===== Document section =====

Problem Summary: The date field on the Advanced Filter panel of SunPlex Manager accepts only mm/dd/yyyy format. However, in non-English locale environments, the date format is different from mm/dd/yyyy; and the return date format from the Calendar panel is other than mm/dd/yyyy format.

Workaround: Type the date range in the Advanced Filer panel in mm/dd/yyyy format. Do not use the Set... button to display the calendar and choose the date.

In the Japanese Locale, Error Messages From scrgadm Contain Junk Characters (5083147)

Problem Summary: In the Japanese locale, the error messages from scrgadm are not displayed correctly. The messages contain junk characters.

Workaround: Run the system locale in English to display the error messages in English.

The /usr/cluster/lib/cmass/ipmpgroupmanager.sh Script Unplumbs the IPv6 Interface (6174170)

=====

- What is being asked -
Rewrite the passage on locale issues starting at "In the Japanese Locale, Error" and ending at "IPv6 Interface (6174170)", changing "scrgadm" to "the scrgadm command" throughout.

===== Dataset =====

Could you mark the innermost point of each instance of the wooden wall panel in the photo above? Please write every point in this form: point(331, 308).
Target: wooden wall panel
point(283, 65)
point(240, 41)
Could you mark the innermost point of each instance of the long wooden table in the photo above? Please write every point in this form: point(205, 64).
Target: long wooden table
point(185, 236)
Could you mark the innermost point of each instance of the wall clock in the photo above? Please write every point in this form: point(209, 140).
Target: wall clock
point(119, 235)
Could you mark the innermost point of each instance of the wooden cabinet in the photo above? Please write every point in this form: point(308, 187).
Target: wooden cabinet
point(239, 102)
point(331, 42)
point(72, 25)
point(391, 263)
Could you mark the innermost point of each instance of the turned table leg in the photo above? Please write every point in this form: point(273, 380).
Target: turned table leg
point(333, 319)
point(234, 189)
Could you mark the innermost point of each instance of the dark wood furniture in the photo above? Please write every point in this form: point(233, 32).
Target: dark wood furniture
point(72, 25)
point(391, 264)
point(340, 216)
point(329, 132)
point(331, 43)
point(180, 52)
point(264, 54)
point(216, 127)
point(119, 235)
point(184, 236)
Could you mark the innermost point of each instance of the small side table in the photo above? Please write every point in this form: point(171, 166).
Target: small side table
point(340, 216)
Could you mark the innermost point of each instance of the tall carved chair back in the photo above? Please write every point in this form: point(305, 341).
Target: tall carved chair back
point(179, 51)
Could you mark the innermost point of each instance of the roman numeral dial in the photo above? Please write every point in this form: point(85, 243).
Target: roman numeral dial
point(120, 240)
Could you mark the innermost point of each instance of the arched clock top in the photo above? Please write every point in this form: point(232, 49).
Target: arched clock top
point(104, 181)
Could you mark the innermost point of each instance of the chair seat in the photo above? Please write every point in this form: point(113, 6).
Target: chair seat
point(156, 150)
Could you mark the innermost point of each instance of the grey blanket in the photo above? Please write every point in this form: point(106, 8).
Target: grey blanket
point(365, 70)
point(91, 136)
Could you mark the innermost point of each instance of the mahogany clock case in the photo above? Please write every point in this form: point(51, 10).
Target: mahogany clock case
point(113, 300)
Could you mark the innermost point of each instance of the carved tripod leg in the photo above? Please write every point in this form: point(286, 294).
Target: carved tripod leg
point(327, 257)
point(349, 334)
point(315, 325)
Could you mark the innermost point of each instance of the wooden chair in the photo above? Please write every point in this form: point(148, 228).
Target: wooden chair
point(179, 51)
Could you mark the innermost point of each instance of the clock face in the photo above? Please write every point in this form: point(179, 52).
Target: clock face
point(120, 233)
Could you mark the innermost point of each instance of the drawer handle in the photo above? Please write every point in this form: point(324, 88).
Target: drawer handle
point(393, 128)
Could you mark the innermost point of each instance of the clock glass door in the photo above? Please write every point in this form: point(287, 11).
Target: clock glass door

=====

- Result below -
In the Japanese Locale, Error Messages From the scrgadm command Contain Junk Characters (5083147)

Problem Summary: In the Japanese locale, the error messages from the scrgadm command are not displayed correctly. The messages contain junk characters.

Workaround: Run the system locale in English to display the error messages in English.

The /usr/cluster/lib/cmass/ipmpgroupmanager.sh Script Unplumbs the IPv6 Interface (6174170)